**THE TASK**
Nothing but the images should be left out when the entries are restated word for word.

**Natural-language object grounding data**
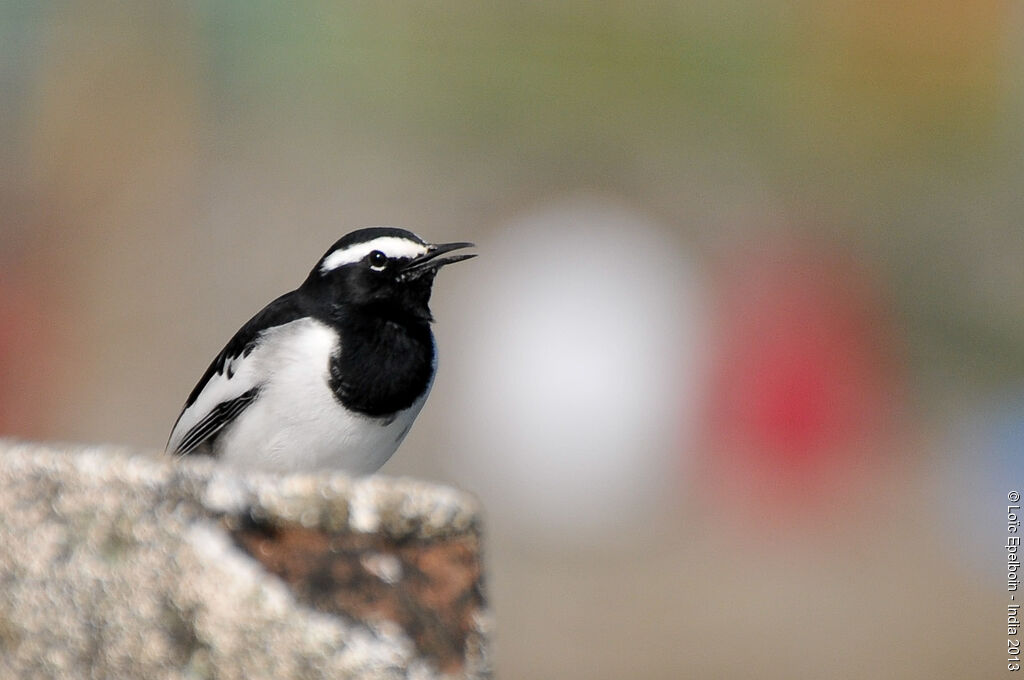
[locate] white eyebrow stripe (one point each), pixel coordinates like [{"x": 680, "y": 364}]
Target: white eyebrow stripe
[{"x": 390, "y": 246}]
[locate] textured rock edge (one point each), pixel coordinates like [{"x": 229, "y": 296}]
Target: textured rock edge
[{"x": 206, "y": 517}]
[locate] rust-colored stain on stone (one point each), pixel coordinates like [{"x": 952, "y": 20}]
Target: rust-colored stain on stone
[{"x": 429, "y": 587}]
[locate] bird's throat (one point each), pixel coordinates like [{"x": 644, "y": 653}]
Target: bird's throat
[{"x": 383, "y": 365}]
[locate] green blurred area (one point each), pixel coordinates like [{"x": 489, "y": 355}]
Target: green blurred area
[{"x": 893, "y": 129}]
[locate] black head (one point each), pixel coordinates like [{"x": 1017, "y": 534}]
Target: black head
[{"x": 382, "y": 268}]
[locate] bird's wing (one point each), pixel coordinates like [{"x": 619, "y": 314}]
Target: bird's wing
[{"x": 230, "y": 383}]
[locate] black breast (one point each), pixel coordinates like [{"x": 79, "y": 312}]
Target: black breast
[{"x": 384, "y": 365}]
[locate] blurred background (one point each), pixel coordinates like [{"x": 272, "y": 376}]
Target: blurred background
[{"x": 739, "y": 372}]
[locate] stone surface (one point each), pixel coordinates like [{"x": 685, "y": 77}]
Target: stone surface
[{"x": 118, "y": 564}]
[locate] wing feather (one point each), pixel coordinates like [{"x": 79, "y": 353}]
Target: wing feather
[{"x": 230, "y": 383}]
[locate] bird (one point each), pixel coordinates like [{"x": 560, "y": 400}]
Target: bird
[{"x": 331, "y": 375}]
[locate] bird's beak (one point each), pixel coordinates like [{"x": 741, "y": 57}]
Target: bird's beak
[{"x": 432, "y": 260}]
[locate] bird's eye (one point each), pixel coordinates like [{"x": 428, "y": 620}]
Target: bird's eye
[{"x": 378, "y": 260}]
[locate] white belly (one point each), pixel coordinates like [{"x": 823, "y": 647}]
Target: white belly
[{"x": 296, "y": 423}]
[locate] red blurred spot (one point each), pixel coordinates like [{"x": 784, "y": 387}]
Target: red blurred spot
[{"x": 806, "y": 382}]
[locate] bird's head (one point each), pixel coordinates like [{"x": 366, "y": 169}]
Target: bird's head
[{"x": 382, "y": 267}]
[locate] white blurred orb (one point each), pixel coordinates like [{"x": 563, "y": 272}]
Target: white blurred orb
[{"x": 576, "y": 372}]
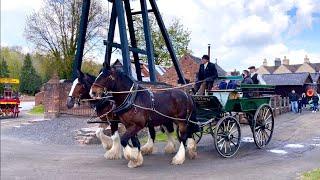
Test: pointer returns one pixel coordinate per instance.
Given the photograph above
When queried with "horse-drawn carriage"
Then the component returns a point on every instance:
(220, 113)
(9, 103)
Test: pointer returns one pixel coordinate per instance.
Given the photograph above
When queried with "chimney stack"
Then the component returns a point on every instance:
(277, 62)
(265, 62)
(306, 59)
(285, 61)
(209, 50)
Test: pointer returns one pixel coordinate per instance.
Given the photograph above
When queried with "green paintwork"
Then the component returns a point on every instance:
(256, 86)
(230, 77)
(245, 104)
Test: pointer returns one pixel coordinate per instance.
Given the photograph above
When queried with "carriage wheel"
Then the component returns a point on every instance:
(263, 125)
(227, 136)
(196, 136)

**OUTPUT BELOW**
[locate] white eyebrow stripe (one point each), pixel coordinates like [{"x": 680, "y": 364}]
Target: white eyebrow stripe
[{"x": 390, "y": 246}]
[locate] textured rock edge (one point each), pixel coordinates like [{"x": 229, "y": 296}]
Target: textured rock edge
[{"x": 206, "y": 517}]
[locate] rust-colored stain on stone (one point each), pixel coordinates like [{"x": 952, "y": 20}]
Target: rust-colored stain on stone
[{"x": 429, "y": 587}]
[locate] bird's throat (one point each), pixel coordinates like [{"x": 644, "y": 653}]
Target: bird's throat
[{"x": 383, "y": 365}]
[locate] green blurred area (one point each), pixel coordinates like [{"x": 489, "y": 355}]
Target: green blurred area
[{"x": 893, "y": 129}]
[locate] black head (one point each), pixel coordinates like [{"x": 1017, "y": 534}]
Target: black head
[{"x": 382, "y": 268}]
[locate] bird's wing (one point each), pixel coordinates like [{"x": 619, "y": 314}]
Target: bird's wing
[{"x": 230, "y": 383}]
[locate] black breast (one point each), pixel coordinates like [{"x": 79, "y": 312}]
Target: black breast
[{"x": 384, "y": 365}]
[locate] blurred background (one point each), pixel coordinates like [{"x": 272, "y": 376}]
Target: blurred background
[{"x": 739, "y": 372}]
[locate] stone surface (one point each), pixel coordinates like [{"x": 685, "y": 77}]
Target: stone surface
[{"x": 118, "y": 564}]
[locate] wing feather (one point each), pixel coordinates like [{"x": 79, "y": 353}]
Target: wing feather
[{"x": 230, "y": 383}]
[locate] bird (one point each), pixel coordinates like [{"x": 560, "y": 400}]
Target: bird
[{"x": 331, "y": 375}]
[locate] bird's beak (one point each), pixel coordinates like [{"x": 741, "y": 57}]
Target: bird's beak
[{"x": 432, "y": 260}]
[locate] bird's eye (one point each), pixel coordinates like [{"x": 428, "y": 620}]
Target: bird's eye
[{"x": 378, "y": 260}]
[locate] white belly (one point each), pixel coordinates like [{"x": 823, "y": 647}]
Target: white belly
[{"x": 296, "y": 423}]
[locate] red blurred spot (one point each), pixel coordinates like [{"x": 784, "y": 387}]
Target: red blurred spot
[{"x": 806, "y": 382}]
[locate] bird's head (one point each), pixel coordinates like [{"x": 366, "y": 169}]
Target: bird's head
[{"x": 382, "y": 267}]
[locate] white blurred orb (one point each), pixel coordinates like [{"x": 563, "y": 272}]
Target: white blurred orb
[{"x": 576, "y": 372}]
Test: pointer returns one pixel coordinate per instance.
Given the photograph above
When queried with "horse-drawn carriage"
Then the component returns a point on every instance:
(220, 113)
(9, 103)
Test: pointer returns one pixel coordinate per instance.
Given the photograph above
When queried with "chimney stack"
Then the component returns a point on every instance:
(277, 62)
(265, 62)
(306, 59)
(285, 61)
(209, 50)
Test: pointer returns one pixel coordinate per instance.
Given the photograph above
When queried with "green paintwork"
Then the component returns a point on every instance:
(256, 86)
(230, 77)
(245, 104)
Test: pointer returns one pixel coordinate per instance.
Given the photograph above
When queried with "carriage wheel"
Then the component returns a point on every instance:
(263, 125)
(227, 136)
(196, 136)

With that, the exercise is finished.